TEXT PASSAGE:
>>>>

2. The method of claim 1, wherein classifying the user computer comprises assigning a computer classification to the user computer.
3. The method of claim 1, wherein the user computer is classified as a home computer, work computer, or mobile computer.
4. The method of claim 1, wherein the user computer is classified as a mobile phone.
5. The method of claim 1, wherein each web request event further includes information identifying a browser agent corresponding to the user computer.
6. The method of claim 5, wherein classifying the user computer is further based, at least in part, on the browser agent.
7. The method of claim 1, wherein the user computer is classified as a work computer when the web request events substantially occur during normal business hours.
8. The method of claim 6, wherein normal business hours are Monday through Friday, 9:00 AM to 5:00 PM.
9. The method of claim 1, wherein the user computer is classified as a home computer when the web requests substantially occur at times other than normal business hours.
10. The method of claim 8, wherein normal business hours are Monday through Friday, 9:00 AM to 5:00 PM.
11. The method of claim 1 , wherein the user computer is classified as a mobile computer when a substantial portion of the web requests occur during normal business hours and a substantial portion of the web requests occur during hours other than normal business hours.
12. The method of claim 1, further comprising:
receiving a subsequent request for a web page from the user computer;
selecting an information item for the web page, wherein the selection is based, at least in part, on the classification of the user computer; and
returning the requested web page with the selected information item.

<<<<

RECORDS SHOWN:
>>>>

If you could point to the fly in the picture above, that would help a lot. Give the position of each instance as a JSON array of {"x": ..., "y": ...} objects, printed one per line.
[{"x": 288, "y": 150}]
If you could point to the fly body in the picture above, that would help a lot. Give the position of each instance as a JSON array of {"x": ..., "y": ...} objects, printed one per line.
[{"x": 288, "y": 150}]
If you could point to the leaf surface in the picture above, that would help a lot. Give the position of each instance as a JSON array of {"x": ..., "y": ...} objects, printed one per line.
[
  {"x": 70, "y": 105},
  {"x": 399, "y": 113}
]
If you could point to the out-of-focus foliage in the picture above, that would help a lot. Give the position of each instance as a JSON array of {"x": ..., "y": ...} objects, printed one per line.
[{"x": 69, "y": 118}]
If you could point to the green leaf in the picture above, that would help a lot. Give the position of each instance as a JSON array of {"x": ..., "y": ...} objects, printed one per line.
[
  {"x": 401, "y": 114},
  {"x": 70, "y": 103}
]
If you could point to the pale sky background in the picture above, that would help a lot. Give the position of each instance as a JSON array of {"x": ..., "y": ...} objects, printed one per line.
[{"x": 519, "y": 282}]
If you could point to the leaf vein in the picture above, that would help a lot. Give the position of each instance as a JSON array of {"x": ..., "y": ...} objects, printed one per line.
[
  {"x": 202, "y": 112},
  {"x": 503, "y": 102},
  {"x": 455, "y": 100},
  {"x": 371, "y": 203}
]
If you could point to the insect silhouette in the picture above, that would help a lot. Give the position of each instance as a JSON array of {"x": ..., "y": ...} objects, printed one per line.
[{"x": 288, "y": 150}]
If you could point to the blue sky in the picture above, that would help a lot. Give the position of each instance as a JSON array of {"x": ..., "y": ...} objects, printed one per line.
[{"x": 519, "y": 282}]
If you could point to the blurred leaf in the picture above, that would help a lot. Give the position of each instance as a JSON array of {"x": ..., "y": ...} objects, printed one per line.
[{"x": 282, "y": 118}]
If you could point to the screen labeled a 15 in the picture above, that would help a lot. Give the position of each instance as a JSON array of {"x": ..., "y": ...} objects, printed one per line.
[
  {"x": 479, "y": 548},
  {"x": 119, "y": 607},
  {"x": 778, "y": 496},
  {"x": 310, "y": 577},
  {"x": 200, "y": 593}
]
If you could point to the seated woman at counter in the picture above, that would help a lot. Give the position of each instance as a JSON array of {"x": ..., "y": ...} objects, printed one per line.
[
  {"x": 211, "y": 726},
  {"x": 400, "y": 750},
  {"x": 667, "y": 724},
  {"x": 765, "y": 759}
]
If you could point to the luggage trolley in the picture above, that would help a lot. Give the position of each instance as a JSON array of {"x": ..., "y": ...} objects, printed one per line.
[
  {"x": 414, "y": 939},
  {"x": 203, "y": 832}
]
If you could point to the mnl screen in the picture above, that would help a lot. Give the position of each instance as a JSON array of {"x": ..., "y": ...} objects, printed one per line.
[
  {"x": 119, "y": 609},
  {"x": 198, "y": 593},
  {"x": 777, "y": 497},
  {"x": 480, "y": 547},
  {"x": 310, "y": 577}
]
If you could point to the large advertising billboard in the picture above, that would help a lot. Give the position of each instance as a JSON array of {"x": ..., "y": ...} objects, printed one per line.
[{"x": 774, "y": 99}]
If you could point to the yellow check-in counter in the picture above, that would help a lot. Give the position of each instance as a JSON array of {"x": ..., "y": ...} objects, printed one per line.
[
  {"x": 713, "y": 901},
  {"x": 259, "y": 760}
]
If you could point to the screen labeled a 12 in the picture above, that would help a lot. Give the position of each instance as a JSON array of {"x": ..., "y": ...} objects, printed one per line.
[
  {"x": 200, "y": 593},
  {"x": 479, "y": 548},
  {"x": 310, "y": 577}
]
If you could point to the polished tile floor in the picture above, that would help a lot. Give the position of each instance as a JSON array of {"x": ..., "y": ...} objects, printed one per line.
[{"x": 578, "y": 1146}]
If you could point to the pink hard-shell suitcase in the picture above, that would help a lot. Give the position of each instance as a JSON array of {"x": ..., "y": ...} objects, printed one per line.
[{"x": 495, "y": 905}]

<<<<

WRITTEN TASK A: According to the patent claims, what are normal business hours?
WRITTEN TASK B: Extract the part of the records that opens with the line containing "If you could point to the seated" and runs through the end of the records, including both ends and reproducing every line unchanged.
The patent claims and the records are unrelated and should be treated as separate material.

WRITTEN REPLY A: Monday through Friday, 9:00 AM to 5:00 PM.

WRITTEN REPLY B:
If you could point to the seated woman at counter in the picture above, that would help a lot. Give the position of each instance as a JSON array of {"x": ..., "y": ...} objects, printed one per line.
[
  {"x": 211, "y": 726},
  {"x": 400, "y": 750},
  {"x": 667, "y": 724},
  {"x": 765, "y": 759}
]
If you could point to the luggage trolley in the picture above, that would help a lot. Give the position of each instance as a JSON array of {"x": ..., "y": ...} objects, printed one per line.
[
  {"x": 414, "y": 939},
  {"x": 203, "y": 832}
]
If you could point to the mnl screen in the picture above, that would help a lot. Give the position of each instance as a JSON array of {"x": ..., "y": ...} objects, printed one per line.
[
  {"x": 119, "y": 609},
  {"x": 198, "y": 593},
  {"x": 777, "y": 497},
  {"x": 480, "y": 547},
  {"x": 310, "y": 577}
]
If you could point to the large advertising billboard in the picture above, that would help a lot. Give the position of each instance as a JSON array of {"x": ..., "y": ...} objects, printed one per line.
[{"x": 774, "y": 99}]
If you could point to the yellow check-in counter in the picture above, that would help a lot. Give the position of each instance as a JSON array of {"x": ..., "y": ...} objects, printed one per line.
[
  {"x": 713, "y": 901},
  {"x": 259, "y": 760}
]
If you could point to the screen labeled a 12 in the picture above, that would help a lot. Give the position of each instance as a JSON array of {"x": ..., "y": ...} objects, printed one per line.
[
  {"x": 200, "y": 593},
  {"x": 479, "y": 548},
  {"x": 310, "y": 577}
]
If you could point to the polished tile floor in the picture above, that would help a lot. Give the position of each instance as a JSON array of {"x": ..., "y": ...} objects, printed one per line.
[{"x": 578, "y": 1146}]
If you could point to the pink hard-shell suitcase in the picture above, that would help a lot. Give the position of each instance as a JSON array of {"x": ..., "y": ...} objects, printed one per line.
[{"x": 495, "y": 905}]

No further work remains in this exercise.